== Information provided ==
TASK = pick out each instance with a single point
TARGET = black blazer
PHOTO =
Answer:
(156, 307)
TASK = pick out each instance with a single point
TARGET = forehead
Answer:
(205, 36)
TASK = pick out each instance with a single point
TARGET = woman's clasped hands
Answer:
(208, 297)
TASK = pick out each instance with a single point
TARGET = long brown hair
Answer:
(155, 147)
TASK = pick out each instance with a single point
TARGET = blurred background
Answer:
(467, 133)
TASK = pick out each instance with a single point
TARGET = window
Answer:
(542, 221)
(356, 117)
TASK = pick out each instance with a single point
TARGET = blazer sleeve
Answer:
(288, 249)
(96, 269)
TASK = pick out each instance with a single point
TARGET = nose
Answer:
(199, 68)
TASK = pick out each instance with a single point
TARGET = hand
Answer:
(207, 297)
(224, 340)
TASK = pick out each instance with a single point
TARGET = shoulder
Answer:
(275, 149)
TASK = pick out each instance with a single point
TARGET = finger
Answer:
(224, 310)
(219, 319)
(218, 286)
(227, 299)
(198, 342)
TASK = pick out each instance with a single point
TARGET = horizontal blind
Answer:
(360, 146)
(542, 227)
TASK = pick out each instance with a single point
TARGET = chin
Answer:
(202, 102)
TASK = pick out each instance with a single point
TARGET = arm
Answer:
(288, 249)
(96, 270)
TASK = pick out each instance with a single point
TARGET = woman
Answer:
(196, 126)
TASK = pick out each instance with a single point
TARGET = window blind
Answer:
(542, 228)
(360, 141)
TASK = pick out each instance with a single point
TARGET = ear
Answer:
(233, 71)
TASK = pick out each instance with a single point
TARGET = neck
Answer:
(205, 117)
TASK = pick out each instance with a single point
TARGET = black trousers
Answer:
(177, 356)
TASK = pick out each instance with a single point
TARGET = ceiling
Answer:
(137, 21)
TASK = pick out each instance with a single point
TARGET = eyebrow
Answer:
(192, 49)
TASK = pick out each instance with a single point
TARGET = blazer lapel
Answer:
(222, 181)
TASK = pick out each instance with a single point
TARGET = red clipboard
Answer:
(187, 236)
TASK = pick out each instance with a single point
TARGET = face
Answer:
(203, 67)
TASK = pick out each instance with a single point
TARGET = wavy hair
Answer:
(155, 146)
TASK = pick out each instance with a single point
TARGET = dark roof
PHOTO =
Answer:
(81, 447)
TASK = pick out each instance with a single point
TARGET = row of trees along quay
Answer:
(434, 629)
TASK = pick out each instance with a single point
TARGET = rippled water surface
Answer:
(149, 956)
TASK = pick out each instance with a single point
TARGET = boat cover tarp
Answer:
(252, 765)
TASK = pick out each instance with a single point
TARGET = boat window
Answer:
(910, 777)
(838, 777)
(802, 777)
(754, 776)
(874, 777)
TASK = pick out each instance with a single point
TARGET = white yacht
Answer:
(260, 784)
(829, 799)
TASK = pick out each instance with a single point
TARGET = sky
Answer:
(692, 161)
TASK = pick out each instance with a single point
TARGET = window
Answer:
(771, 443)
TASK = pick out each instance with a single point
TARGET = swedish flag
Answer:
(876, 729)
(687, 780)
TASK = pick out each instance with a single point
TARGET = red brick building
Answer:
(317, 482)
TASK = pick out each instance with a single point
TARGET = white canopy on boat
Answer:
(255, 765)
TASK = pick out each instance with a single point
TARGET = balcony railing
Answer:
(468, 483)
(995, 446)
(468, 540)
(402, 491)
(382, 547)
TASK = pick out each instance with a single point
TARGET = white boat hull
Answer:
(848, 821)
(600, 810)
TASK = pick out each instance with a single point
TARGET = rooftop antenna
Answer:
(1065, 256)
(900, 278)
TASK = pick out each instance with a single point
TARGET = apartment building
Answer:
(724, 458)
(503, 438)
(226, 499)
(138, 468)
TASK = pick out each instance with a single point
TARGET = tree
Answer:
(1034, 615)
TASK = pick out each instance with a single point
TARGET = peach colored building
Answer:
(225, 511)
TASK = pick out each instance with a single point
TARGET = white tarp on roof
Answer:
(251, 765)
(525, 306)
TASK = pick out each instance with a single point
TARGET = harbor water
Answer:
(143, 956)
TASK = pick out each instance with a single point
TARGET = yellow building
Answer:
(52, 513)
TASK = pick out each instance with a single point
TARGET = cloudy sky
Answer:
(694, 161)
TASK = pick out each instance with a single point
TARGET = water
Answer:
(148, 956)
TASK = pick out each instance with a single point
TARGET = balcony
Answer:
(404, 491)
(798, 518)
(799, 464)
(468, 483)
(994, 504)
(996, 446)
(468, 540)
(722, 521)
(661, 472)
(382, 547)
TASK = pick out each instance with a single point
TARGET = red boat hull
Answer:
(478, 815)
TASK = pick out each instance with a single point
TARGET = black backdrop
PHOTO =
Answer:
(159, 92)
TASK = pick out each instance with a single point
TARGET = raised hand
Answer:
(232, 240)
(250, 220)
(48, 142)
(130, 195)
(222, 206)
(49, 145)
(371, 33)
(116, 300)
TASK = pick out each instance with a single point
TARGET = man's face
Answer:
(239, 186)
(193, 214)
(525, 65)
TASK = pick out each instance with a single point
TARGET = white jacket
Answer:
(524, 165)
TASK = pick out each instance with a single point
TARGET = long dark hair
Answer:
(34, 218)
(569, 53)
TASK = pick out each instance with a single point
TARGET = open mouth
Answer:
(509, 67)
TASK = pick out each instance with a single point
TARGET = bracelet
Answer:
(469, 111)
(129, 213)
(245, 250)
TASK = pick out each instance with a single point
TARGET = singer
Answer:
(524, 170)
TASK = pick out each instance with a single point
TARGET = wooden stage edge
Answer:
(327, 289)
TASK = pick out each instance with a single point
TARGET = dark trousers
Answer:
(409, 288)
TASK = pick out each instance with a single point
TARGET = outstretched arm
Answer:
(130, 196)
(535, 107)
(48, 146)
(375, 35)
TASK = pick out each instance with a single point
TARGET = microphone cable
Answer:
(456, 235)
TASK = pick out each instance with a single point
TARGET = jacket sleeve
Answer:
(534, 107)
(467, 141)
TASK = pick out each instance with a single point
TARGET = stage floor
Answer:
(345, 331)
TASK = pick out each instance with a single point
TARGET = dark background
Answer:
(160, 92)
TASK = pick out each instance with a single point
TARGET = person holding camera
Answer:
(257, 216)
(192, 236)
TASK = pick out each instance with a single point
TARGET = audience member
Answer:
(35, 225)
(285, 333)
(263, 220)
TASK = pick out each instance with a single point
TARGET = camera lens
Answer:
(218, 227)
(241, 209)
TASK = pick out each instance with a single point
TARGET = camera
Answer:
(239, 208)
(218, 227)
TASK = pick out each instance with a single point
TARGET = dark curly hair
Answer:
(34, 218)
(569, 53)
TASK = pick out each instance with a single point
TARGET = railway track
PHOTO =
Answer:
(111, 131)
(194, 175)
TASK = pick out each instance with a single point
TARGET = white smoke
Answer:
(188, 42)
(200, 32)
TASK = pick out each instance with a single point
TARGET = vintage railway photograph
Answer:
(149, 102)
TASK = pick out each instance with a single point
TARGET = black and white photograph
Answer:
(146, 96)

== Task objective ==
Please output the complete listing without any alteration.

== Solution ==
TASK = pick out each instance with a single point
TARGET = black blazer
PHOTO =
Answer:
(156, 307)
TASK = pick out each instance with a single point
TARGET = forehead
Answer:
(205, 36)
TASK = pick out each instance with a single point
TARGET = woman's clasped hands
Answer:
(208, 297)
TASK = pick out each instance with a single point
TARGET = long brown hair
Answer:
(155, 147)
TASK = pick out each instance with a single point
TARGET = blurred background
Answer:
(467, 133)
TASK = pick out each instance with a single point
TARGET = window
Answer:
(542, 221)
(356, 117)
TASK = pick out each instance with a single point
TARGET = blazer sleeve
Answer:
(288, 249)
(96, 269)
TASK = pick out each instance with a single point
TARGET = nose
Answer:
(199, 68)
TASK = pick out each instance with a single point
TARGET = hand
Answer:
(207, 297)
(224, 340)
TASK = pick out each instance with a single point
TARGET = shoulder
Answer:
(275, 149)
TASK = pick out each instance with a single point
TARGET = finger
Answer:
(224, 310)
(219, 319)
(218, 286)
(227, 299)
(198, 342)
TASK = pick out each instance with a single point
TARGET = horizontal blind
Answer:
(360, 146)
(542, 227)
TASK = pick out each instance with a single point
TARGET = chin
Answer:
(202, 102)
TASK = pick out each instance with a single point
TARGET = arm
Answer:
(288, 249)
(96, 270)
TASK = pick out each instance with a single point
TARGET = woman
Answer:
(196, 126)
TASK = pick out each instance with a single point
TARGET = window blind
Answer:
(542, 228)
(360, 141)
TASK = pick out each instance with a single point
TARGET = ear
Answer:
(233, 71)
TASK = pick out each instance with a single point
TARGET = neck
Answer:
(205, 117)
TASK = pick out each instance with a single point
TARGET = black trousers
Answer:
(177, 356)
TASK = pick out each instance with a single point
TARGET = ceiling
Answer:
(137, 21)
TASK = pick out each instance with a single point
TARGET = eyebrow
Answer:
(192, 49)
TASK = pick out each instance with a single point
TARGET = blazer lapel
Answer:
(222, 181)
TASK = pick out each instance with a single point
TARGET = red clipboard
Answer:
(187, 236)
TASK = pick out each instance with a single point
TARGET = face
Answer:
(203, 67)
TASK = pick out each instance with a single point
TARGET = wavy hair
Answer:
(155, 146)
TASK = pick out each instance with a single point
TARGET = dark roof
PHOTO =
Answer:
(81, 447)
TASK = pick out each instance with a single point
TARGET = row of trees along quay
Answer:
(434, 629)
TASK = pick out each instance with a single point
TARGET = rippled water surface
Answer:
(149, 956)
TASK = pick out each instance with a single point
TARGET = boat cover tarp
Answer:
(252, 765)
TASK = pick out each instance with a single point
TARGET = boat window
Answer:
(910, 777)
(838, 777)
(802, 777)
(754, 776)
(874, 777)
TASK = pick out each instance with a single point
TARGET = white yacht
Answer:
(260, 784)
(829, 799)
TASK = pick out each instance with a single point
TARGET = sky
Answer:
(692, 161)
TASK = pick out each instance with a single point
TARGET = window
Answer:
(771, 443)
TASK = pick out each instance with a single point
TARGET = swedish flag
Answer:
(876, 729)
(687, 780)
TASK = pick out each instance with a single point
TARGET = red brick building
Answer:
(317, 482)
TASK = pick out each instance with a single point
TARGET = white canopy on boat
Answer:
(255, 765)
TASK = pick out each instance with a single point
TARGET = balcony railing
Answer:
(468, 483)
(995, 446)
(468, 540)
(402, 491)
(382, 547)
TASK = pick out each instance with a single point
TARGET = white boat hull
Answer:
(848, 821)
(600, 810)
TASK = pick out each instance with a single point
TARGET = rooftop antenna
Answer:
(1065, 256)
(900, 278)
TASK = pick out each instance with a single point
TARGET = apartment building
Answer:
(724, 458)
(503, 438)
(226, 499)
(138, 468)
TASK = pick out each instance with a single point
TARGET = tree
Answer:
(1034, 615)
TASK = pick out each instance with a single point
TARGET = peach colored building
Answer:
(225, 511)
TASK = pick out each instance with a single point
TARGET = white tarp on roof
Answer:
(251, 765)
(525, 306)
TASK = pick out each instance with a single point
TARGET = harbor water
Answer:
(143, 956)
TASK = pick out each instance with a single point
TARGET = yellow building
Answer:
(52, 513)
TASK = pick out each instance with a single point
TARGET = cloudy sky
Answer:
(694, 161)
TASK = pick out each instance with a single point
TARGET = water
Answer:
(148, 956)
TASK = pick out each instance with a single point
TARGET = balcony
Answer:
(404, 491)
(798, 518)
(799, 464)
(468, 483)
(994, 504)
(996, 446)
(468, 540)
(722, 521)
(661, 472)
(382, 547)
TASK = pick out each instance with a single point
TARGET = red boat hull
Answer:
(478, 815)
TASK = pick out each instance with a single point
TARGET = black backdrop
PHOTO =
Answer:
(159, 92)
TASK = pick out each instance with a single point
TARGET = raised hand
Answer:
(232, 240)
(250, 220)
(48, 142)
(130, 195)
(222, 206)
(49, 145)
(371, 33)
(116, 300)
TASK = pick out each instance with a single point
TARGET = man's face
Answer:
(239, 186)
(193, 214)
(525, 65)
TASK = pick out each instance with a single point
TARGET = white jacket
Answer:
(524, 165)
TASK = pick out each instance with a single point
TARGET = long dark hair
Answer:
(34, 218)
(569, 53)
TASK = pick out each instance with a single point
TARGET = open mouth
Answer:
(509, 67)
TASK = pick out each instance with a single point
TARGET = bracelet
Answer:
(469, 111)
(129, 213)
(245, 250)
TASK = pick out each instance with a single point
TARGET = singer
Answer:
(524, 170)
TASK = pick out each instance with a single point
TARGET = wooden stage edge
Answer:
(327, 289)
TASK = pick out each instance with a single point
TARGET = dark trousers
Answer:
(409, 288)
TASK = pick out each instance with a single point
TARGET = outstretched arm
Answer:
(130, 196)
(535, 107)
(48, 146)
(375, 35)
TASK = pick out each instance with a single point
TARGET = microphone cable
Answer:
(456, 235)
TASK = pick out each instance with a single point
TARGET = jacket sleeve
Answer:
(534, 107)
(467, 141)
TASK = pick out each instance with a single point
TARGET = stage floor
Answer:
(345, 331)
TASK = pick out each instance with a single point
TARGET = dark background
Answer:
(160, 92)
TASK = pick out each instance with a single point
TARGET = person holding camera
Answer:
(257, 216)
(192, 236)
TASK = pick out each instance with a single point
TARGET = audience member
Answer:
(35, 225)
(285, 333)
(263, 220)
TASK = pick out each instance with a single point
TARGET = camera lens
Answer:
(218, 227)
(241, 209)
TASK = pick out each instance with a single point
TARGET = camera
Answer:
(239, 208)
(218, 227)
TASK = pick out each instance with a single point
TARGET = dark curly hair
Answer:
(34, 218)
(569, 53)
TASK = pick out each instance with a single point
TARGET = railway track
PHOTO =
Answer:
(111, 131)
(194, 175)
TASK = pick out each instance with a single point
TARGET = white smoke
Answer:
(188, 42)
(200, 32)
TASK = pick out each instance with a single point
TARGET = vintage railway photograph
Answer:
(149, 102)
TASK = pick out each instance with a single point
TARGET = black and white photograph
Answer:
(146, 96)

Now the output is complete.